◆ **原文段落**:

概念
線程的創建與銷燬都需要銷燬資源,爲了避免頻繁的創建與銷燬線程,可以讓創建的線程進行復用。類似數據庫連接池的概念,
Java中的線程池
Java通過Executors提供四種線程池,分別爲:
newCachedThreadPool創建一個可緩存線程池,如果線程池長度超過處理需要,可靈活回收空閒線程,若無可回收,則新建線程。
newFixedThreadPool 創建一個定長線程池,可控制線程最大併發數,超出的線程會在隊列中等待。
newScheduledThreadPool 創建一個定長線程池,支持定時及週期性任務執行。
newSingleThreadExecutor 創建一個單線程化的線程池,它只會用唯一的工作線程來執行任務,保證所有任務按照指定順序(FIFO, LIFO, 優先級)執行。
緩存線程池(CachedThreadPool )
import java.util.concurrent.ExecutorService;
import java.util.concurrent.Executors;
public class ThreadPoolExecutorTest {
public static void main(String[] args) {
ExecutorService cachedThreadPool = Executors.newCachedThreadPool();
for (int i = 0; i < 10; i++) {
final int index = i;
try {
Thread.sleep(index * 1000);
} catch (InterruptedException e) {
e.printStackTrace();
}
cachedThreadPool.execute(new Runnable() {
public void run() {
System.out.println(Thread.currentThread().getId() + " : " + index);
}
});
}
cachedThreadPool.shutdown();
}
}
打印結果發現 執行上一個線程處理的過來打印,所以都是同一個線程完成任務.

◆ **所給資料**:
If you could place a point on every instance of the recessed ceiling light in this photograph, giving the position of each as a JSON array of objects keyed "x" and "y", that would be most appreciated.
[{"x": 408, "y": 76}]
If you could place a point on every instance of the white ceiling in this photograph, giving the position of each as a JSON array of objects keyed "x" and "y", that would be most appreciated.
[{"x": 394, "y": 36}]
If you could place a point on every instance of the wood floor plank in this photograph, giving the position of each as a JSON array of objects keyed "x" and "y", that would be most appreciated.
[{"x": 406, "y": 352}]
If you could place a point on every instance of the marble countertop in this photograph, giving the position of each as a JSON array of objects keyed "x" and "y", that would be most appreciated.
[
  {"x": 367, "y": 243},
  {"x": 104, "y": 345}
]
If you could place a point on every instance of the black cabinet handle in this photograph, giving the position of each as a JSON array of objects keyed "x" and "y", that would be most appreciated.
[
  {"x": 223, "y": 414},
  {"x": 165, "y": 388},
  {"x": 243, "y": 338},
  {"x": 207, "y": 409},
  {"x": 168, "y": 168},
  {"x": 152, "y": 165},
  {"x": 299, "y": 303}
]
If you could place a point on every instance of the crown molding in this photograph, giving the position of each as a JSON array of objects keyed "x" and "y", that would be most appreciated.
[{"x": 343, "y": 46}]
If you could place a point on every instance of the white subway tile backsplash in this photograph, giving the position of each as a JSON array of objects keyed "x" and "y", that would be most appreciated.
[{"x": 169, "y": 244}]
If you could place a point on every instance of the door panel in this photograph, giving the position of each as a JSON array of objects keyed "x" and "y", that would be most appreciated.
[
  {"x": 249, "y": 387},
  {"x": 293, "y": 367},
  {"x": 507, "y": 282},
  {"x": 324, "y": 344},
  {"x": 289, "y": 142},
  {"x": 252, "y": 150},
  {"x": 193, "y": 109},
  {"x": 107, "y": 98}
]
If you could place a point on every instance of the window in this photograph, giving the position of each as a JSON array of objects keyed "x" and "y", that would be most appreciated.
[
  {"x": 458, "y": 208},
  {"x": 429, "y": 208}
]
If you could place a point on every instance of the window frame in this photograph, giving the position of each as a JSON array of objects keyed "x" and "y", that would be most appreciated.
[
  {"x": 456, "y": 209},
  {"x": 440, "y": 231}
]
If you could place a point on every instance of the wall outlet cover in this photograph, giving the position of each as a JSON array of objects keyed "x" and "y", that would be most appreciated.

◆ **待辦任務**:
1: 把這篇線程池文章從“newScheduledTh”一直到“緩存線程池(CachedThreadPool )”的這一段照原樣重打一遍。
2: 從記錄裡挑出每一行含有字串“ceiling”的內容,大小寫要算數。
這篇線程池文章和這些記錄出自不同的地方。

◆ **各題答案**:
1:
newScheduledThreadPool 創建一個定長線程池,支持定時及週期性任務執行。
newSingleThreadExecutor 創建一個單線程化的線程池,它只會用唯一的工作線程來執行任務,保證所有任務按照指定順序(FIFO, LIFO, 優先級)執行。
緩存線程池(CachedThreadPool )

2:
If you could place a point on every instance of the recessed ceiling light in this photograph, giving the position of each as a JSON array of objects keyed "x" and "y", that would be most appreciated.
If you could place a point on every instance of the white ceiling in this photograph, giving the position of each as a JSON array of objects keyed "x" and "y", that would be most appreciated.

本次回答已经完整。